[THE EXERCISE]: Quote the lines below word for word, starting at the line that contains "[pin] wet rock" and continuing through the last of the lines.

Extracted records
▬▬▬▬▬▬

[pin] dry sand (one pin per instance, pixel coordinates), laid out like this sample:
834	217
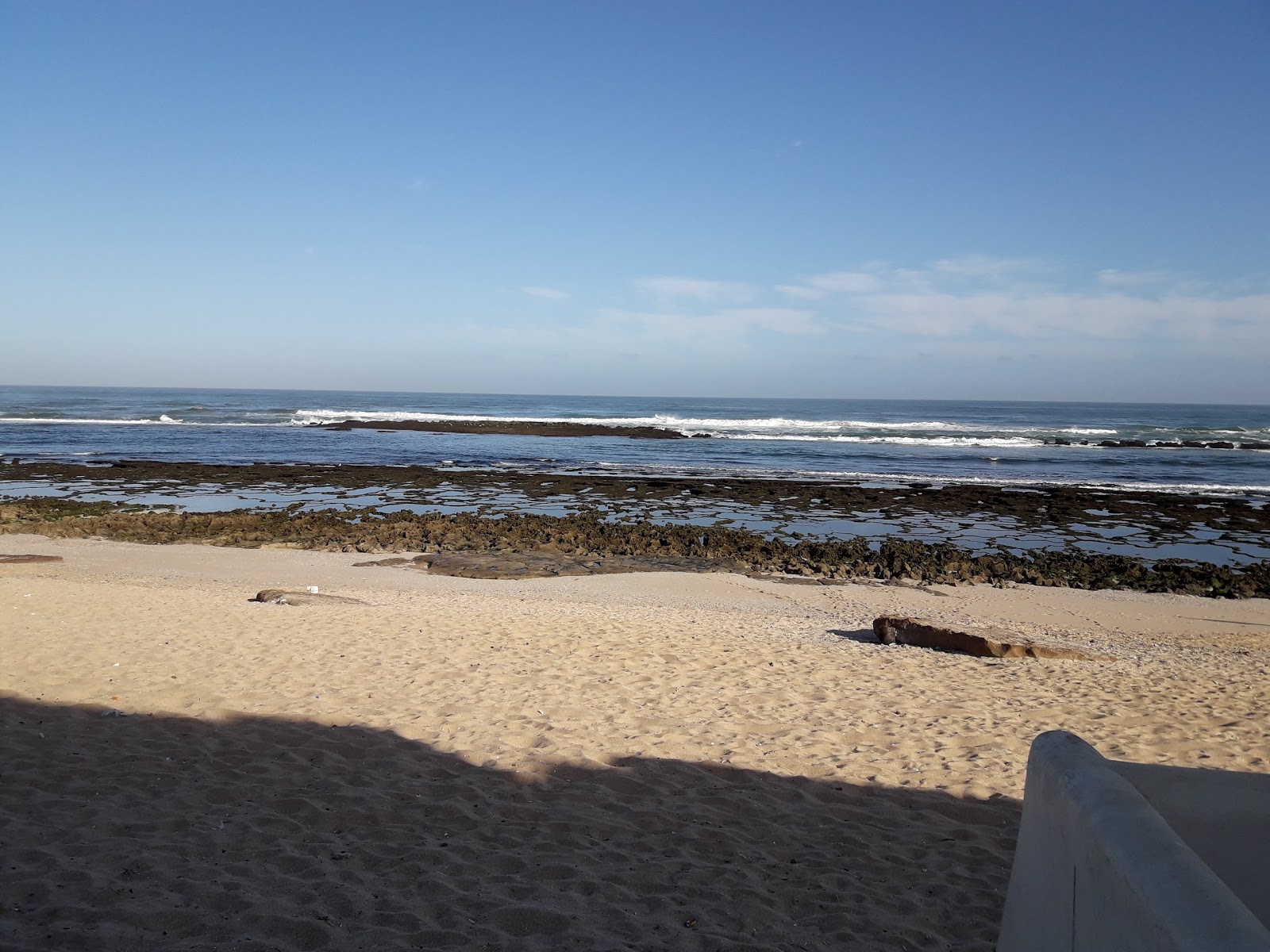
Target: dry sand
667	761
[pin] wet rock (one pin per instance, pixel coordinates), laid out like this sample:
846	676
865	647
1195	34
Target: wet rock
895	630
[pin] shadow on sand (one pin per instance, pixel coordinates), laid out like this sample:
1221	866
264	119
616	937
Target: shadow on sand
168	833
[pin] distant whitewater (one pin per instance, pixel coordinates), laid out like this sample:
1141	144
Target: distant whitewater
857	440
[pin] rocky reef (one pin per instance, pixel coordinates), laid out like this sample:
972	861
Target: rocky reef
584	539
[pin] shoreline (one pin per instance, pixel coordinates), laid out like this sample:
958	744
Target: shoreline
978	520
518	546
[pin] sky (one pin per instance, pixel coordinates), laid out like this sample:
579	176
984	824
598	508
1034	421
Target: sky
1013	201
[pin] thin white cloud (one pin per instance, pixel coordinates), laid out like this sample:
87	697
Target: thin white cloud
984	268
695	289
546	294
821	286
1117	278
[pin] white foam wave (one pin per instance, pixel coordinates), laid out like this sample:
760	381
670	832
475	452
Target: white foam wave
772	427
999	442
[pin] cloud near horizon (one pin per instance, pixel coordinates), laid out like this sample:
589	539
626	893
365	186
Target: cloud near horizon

▬▬▬▬▬▬

[CORRECT ANSWER]:
[pin] wet rock (one pin per instance, pixel coordinates), laid out like this sample:
846	676
865	647
1195	34
Target: wet rock
895	630
[pin] shadow on sand (one pin per instance, pixel coordinates), laid out like this sample:
1221	866
264	119
616	937
Target: shadow on sand
168	833
[pin] distant whitewater (one pin per instance, pixel coordinates), laid out like this sample:
1141	144
Target: distant whitewater
857	440
[pin] rocky reef (one pin per instance, pixel coordinates), laid out like this sample:
972	861
Target: rocky reef
584	539
[pin] shoreline (one pin per instance, pixel coordinates), laid out like this sample:
958	744
Target: shoreline
978	520
518	546
[pin] sky (one pin per instance, pixel coordinates), laid out like this sample:
579	176
984	824
598	508
1034	421
Target: sky
1013	201
[pin] thin white cloud (one pin per instance, pixel coordinates), laid out like this sample:
87	697
Target: thin white cloud
984	268
695	289
546	294
821	286
1117	278
[pin] white foam wave (one pin per instance, pixel coordinates), laid out like this sample:
760	381
670	832
475	452
Target: white foam wave
772	427
999	442
[pin] cloud near horizon (one pin per instance, pixel coordinates), laid out like this sample:
589	539
626	893
365	186
Target: cloud near horizon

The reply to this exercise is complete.